● 挑战 1: 以下三个说法与下面这篇子树切割题解是否相符？逐条回答"是"或"否"，并原样引用文中起决定作用的字句：(a) 当 sum 不能被 3 整除时，程序输出 -1；(b) 文中给出的时间复杂度是 O(n log n)；(c) 常量 N 被设为 1e5 + 10。

● 阅读文本:
^^^^^^^^

题目描述

寻找子树是否满足 子树权值*3 == sum 的情况，如果满足，一定是一种合理的切割方案。

(dfs) $O(n)$

C++ 代码

#include <bits/stdc++.h>

#define endl '\n'
#define fi first
#define se second
#define pb push_back
#define all(a) a+1,a+n+1
#define allv(a) a.begin(),a.end()
#define rep(i, a, b) for(int i = a ; i <= b ; i++)
#define per(i, a, b) for(int i = b ; i >= a ; i--)
#define IOSCC ios::sync_with_stdio(false),cin.tie(nullptr),cout.tie(nullptr)
using namespace std;
typedef long long ll;
typedef long double ld;
typedef pair<ll, ll> pii;
const int N = 1e6 + 10;
const int mod = 1e9 + 7;
ll n, m, k, res;
ll a[N], v[N];
map<ll, ll> mp;
vector<ll> g[N];
vector<ll> ans;
ll sum;

ll dfs(ll u,ll fa){
    ll res = v[u];
    for(auto x : g[u]){
        if(x == fa) continue;
        ll t = dfs(x,u);
        if(t * 3 == sum) ans.pb(x);
        else res += t;
    }
    return res;
}

void solve() {
    cin >> n;
    ll rt;
    rep(i,1,n){
        ll f;
        cin >> f >> v[i];
        sum += v[i];
        g[i].pb(f);
        g[f].pb(i);
        if(f == 0){
            rt = i;
        }
    }
    if(sum % 3 != 0) {
        cout << -1;
        return;
    }
    dfs(rt,0);
    if(ans.size() < 2) cout << -1;
    else cout << ans[0] << " " << ans[1];
}

int main() {
    IOSCC;
    int _ = 1;
//    cin >> _;

    while (_--) {
        solve();
        cout << endl;
    }

    return 0;
}

^^^^^^^^

● 所给记录:
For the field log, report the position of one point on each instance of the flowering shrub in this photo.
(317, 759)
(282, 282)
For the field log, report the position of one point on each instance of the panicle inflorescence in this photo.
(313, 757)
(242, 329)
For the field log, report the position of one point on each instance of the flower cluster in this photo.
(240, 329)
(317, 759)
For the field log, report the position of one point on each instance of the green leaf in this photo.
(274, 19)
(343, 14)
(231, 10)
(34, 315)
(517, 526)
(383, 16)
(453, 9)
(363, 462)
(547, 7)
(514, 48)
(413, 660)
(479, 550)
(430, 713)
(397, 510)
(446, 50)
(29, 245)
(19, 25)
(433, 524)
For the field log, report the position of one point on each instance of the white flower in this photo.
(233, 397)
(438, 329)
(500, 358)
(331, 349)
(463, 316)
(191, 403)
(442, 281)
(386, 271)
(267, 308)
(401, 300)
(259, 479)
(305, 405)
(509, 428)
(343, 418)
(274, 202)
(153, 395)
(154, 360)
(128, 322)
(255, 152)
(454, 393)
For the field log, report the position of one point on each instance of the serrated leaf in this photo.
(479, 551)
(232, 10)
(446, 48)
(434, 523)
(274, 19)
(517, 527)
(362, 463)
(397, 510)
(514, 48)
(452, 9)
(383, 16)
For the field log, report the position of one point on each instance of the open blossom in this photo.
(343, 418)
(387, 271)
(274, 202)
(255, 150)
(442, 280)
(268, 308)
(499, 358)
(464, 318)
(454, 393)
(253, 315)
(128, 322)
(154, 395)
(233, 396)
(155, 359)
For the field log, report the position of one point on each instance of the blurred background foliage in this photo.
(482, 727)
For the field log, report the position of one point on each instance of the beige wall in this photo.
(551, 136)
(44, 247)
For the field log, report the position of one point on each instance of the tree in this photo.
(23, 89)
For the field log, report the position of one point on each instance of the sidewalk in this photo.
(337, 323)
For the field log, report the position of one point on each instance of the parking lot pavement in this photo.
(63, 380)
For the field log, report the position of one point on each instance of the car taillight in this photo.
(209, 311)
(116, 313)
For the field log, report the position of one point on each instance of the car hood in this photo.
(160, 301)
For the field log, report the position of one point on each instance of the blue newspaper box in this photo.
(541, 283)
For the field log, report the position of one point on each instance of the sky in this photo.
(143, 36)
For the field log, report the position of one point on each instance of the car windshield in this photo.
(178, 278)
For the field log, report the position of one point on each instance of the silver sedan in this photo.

^^^^^^^^

● 挑战 2: 请把记录中从含有"wall in this photo."的那一行到记录末尾（首尾两行都包括）重写一遍，将其中的"field log"替换为"site notes"，其余一律不变。

● 完整回答 1:
(a) 是。"if(sum % 3 != 0) {" 之后紧接 "cout << -1;"
(b) 否。"(dfs) $O(n)$"
(c) 否。"const int N = 1e6 + 10;"

● 完整回答 2:
For the site notes, report the position of one point on each instance of the beige wall in this photo.
(551, 136)
(44, 247)
For the site notes, report the position of one point on each instance of the tree in this photo.
(23, 89)
For the site notes, report the position of one point on each instance of the sidewalk in this photo.
(337, 323)
For the site notes, report the position of one point on each instance of the parking lot pavement in this photo.
(63, 380)
For the site notes, report the position of one point on each instance of the car taillight in this photo.
(209, 311)
(116, 313)
For the site notes, report the position of one point on each instance of the car hood in this photo.
(160, 301)
For the site notes, report the position of one point on each instance of the blue newspaper box in this photo.
(541, 283)
For the site notes, report the position of one point on each instance of the sky in this photo.
(143, 36)
For the site notes, report the position of one point on each instance of the car windshield in this photo.
(178, 278)
For the site notes, report the position of one point on each instance of the silver sedan in this photo.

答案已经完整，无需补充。